__TASKS TO COMPLETE__:
1/ List every file name shown in the model directory structure in the encoderfile setup guide.
2/ Reproduce the part of the encoderfile setup guide that starts at "Available task types: - feature-extraction" and ends at "POS tagging, etc.)".

__TEXT PASSAGE__:
-- -- --
Sentiment classifier:

optimum-cli export onnx \
  --model distilbert-base-uncased-finetuned-sst-2-english \
  --task text-classification \
  ./models/sentiment

NER model:

optimum-cli export onnx \
  --model dslim/bert-base-NER \
  --task token-classification \
  ./models/ner

Available task types: - feature-extraction - For embedding models - text-classification - For sequence classification - token-classification - For token classification (NER, POS tagging, etc.)

See the HuggingFace task guide for more options.

Option B: Use a Pre-Exported Model

Some models on HuggingFace already have ONNX weights:

git clone https://huggingface.co/optimum/distilbert-base-uncased-finetuned-sst-2-english

Verify Model Structure

Your model directory should contain:

my_model/
├── config.json          # Model configuration
├── model.onnx           # ONNX weights (required)
├── tokenizer.json       # Tokenizer (required)
├── special_tokens_map.json
├── tokenizer_config.json
└── vocab.txt

Step 2: Create Configuration File

Create a YAML configuration file (e.g., config.yml):

encoderfile:
  # Model identifier (used in API responses)
  name: my-model

  # Model version (optional, defaults to "0.1.0")
  version: "1.0.0"

  # Path to model directory
  path: ./models/my-model

  # Model type: embedding, sequence_classification, or token_classification
  model_type: embedding

  # Output path (optional, defaults to ./<name>.encoderfile in current directory)
  output_path: ./build/my-model.encoderfile

  # Cache directory (optional, defaults to system cache)
  cache_dir: ~/.cache/encoderfile

  # Optional: Lua transform for post-processing
  # transform:
  #   path: ./transforms/normalize.lua

Alternative: Specify file paths explicitly:

encoderfile:
  name: my-model
  model_type: embedding
  output_path: ./build/my-model.encoderfile
  path:
    model_config_path: ./models/config.json
    model_weights_path: ./models/model.onnx
    tokenizer_path: ./models/tokenizer.json

Step 3: Build the Encoderfile

Build your encoderfile binary:

./target/release/encoderfile build -f config.yml

Or, if you installed the CLI:

encoderfile build -f config.yml

The build process will:

  1. Load and validate the configuration
  2. Check for required model files
  3. Validate the ONNX model structure
  4. Generate a Rust project with embedded assets
  5. Compile the project into a self-contained binary
  6. Output the binary to the specified path (or ./<name>.encoderfile if not specified)
-- -- --
__SOURCE EXCERPT__:
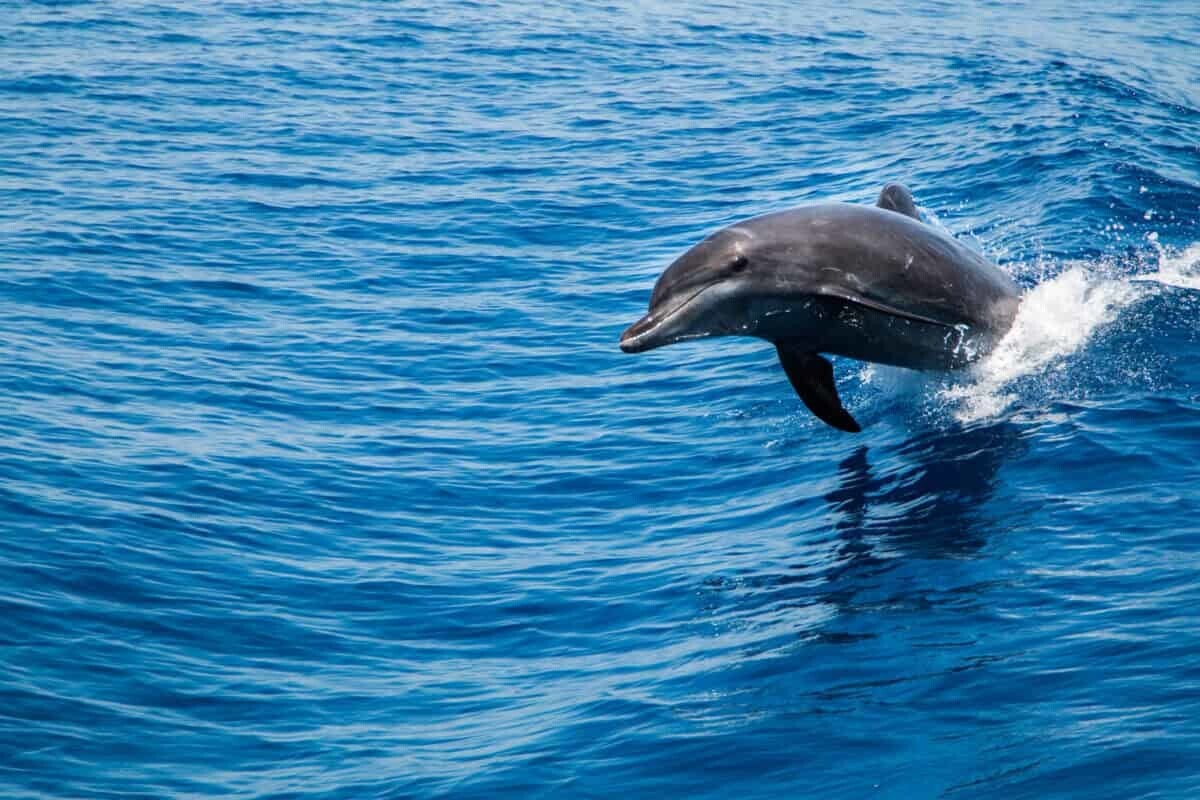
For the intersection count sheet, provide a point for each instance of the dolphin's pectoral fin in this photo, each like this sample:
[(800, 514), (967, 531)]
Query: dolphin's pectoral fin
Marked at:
-- -- --
__EXERCISE SOLUTIONS__:
1/ config.json, model.onnx, tokenizer.json, special_tokens_map.json, tokenizer_config.json, vocab.txt

2/
Available task types: - feature-extraction - For embedding models - text-classification - For sequence classification - token-classification - For token classification (NER, POS tagging, etc.)